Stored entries
# # # # # # #

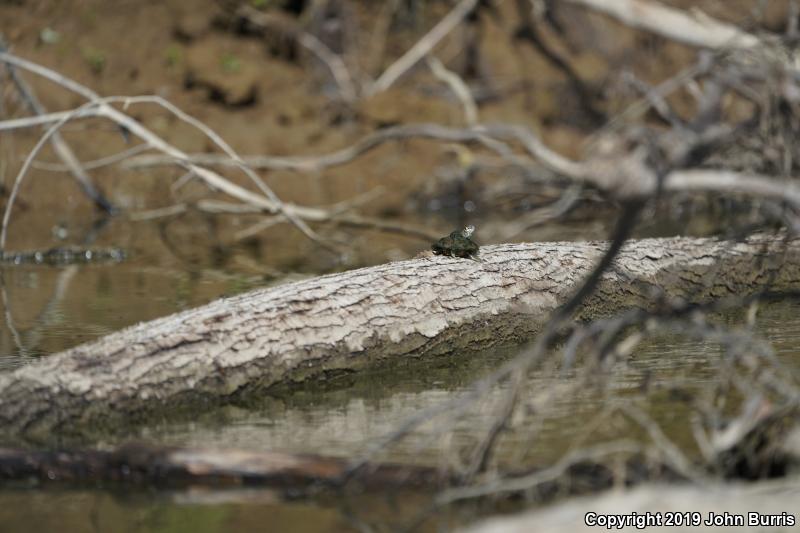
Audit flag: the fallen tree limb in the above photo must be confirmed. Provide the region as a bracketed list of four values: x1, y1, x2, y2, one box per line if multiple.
[0, 236, 800, 438]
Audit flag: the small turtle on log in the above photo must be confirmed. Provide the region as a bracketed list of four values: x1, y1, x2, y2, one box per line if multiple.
[431, 226, 478, 261]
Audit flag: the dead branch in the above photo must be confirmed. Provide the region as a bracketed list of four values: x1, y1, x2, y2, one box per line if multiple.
[567, 0, 763, 50]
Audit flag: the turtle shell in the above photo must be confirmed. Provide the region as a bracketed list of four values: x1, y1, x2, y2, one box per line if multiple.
[431, 231, 478, 258]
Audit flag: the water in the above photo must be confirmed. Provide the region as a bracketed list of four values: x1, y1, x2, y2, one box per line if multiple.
[0, 214, 800, 532]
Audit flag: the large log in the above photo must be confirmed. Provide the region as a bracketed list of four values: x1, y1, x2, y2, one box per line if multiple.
[0, 236, 800, 438]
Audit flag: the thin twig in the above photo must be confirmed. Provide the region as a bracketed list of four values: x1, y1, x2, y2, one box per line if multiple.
[368, 0, 478, 95]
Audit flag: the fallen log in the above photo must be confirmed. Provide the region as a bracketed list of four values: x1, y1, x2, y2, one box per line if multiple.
[0, 236, 800, 439]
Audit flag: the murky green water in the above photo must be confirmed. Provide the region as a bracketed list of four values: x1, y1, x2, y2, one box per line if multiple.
[0, 218, 800, 532]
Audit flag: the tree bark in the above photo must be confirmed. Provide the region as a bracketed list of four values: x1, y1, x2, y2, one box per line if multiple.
[0, 236, 800, 439]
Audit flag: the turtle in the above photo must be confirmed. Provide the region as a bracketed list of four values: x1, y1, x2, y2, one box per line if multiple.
[431, 226, 478, 260]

# # # # # # #

**Task prompt**
Can you render every line above as a two-column CSV with the headers "instruction" and "box", one row per line holding its text and its answer, each in a single quoted field with line breaks replaced by spaces? Leave the pictures out.

**Expected answer**
instruction,box
"Audit flag: the fallen tree limb in the above photo must be confirmed. Provide the region as a bracketed list of four values: x1, y1, x2, y2, one box per line if multiple.","[0, 236, 800, 438]"
"Audit flag: the small turtle on log in the above photo must be confirmed. Provide the region as a bracketed list of four values: x1, y1, x2, y2, one box per line if multiple.","[431, 226, 478, 261]"
"Audit flag: the dead branch in the above photo must be confirmed. Provide the region as a bracketed list of four values: x1, y1, x2, y2, one box per line if multiple.","[567, 0, 763, 50]"
"Audit flag: the turtle shell in the above photo must be confirmed. Provide the region as a bracketed list of four values: x1, y1, x2, y2, one box per line if multiple.","[431, 231, 478, 258]"
"Audit flag: the water in the above photo must be confirmed. Provide the region as a bracketed list of four values: x1, y1, x2, y2, one box per line if multiple.","[0, 214, 800, 532]"
"Audit flag: the large log in the above photo must be confirmed. Provide the region as a bracketed list of four values: x1, y1, x2, y2, one box per line if multiple.","[0, 236, 800, 438]"
"Audit flag: the thin twig in the above photo must be confirmed. Provide the region as a bracketed list of four values: x1, y1, x2, y2, one box per line if multiple.","[368, 0, 478, 95]"
"Audit flag: the fallen log in the above photo must be confirmed. Provide the region as a bracketed list of four values: x1, y1, x2, y2, one box per line if multiple.","[0, 236, 800, 439]"
"Audit flag: the murky green water in the above photo must be confirmed. Provide the region as a bracketed list of four values: x1, y1, x2, y2, one box per line if multiple.","[0, 218, 800, 532]"
"Audit flag: the tree bark in the above photo must be confirmed. Provide the region as a bracketed list of four values: x1, y1, x2, y2, one box per line if multiple.","[0, 236, 800, 439]"
"Audit flag: the turtle in the above photo must be confirmed. Provide the region as a bracketed list of four values: x1, y1, x2, y2, one box per line if multiple.","[431, 226, 478, 260]"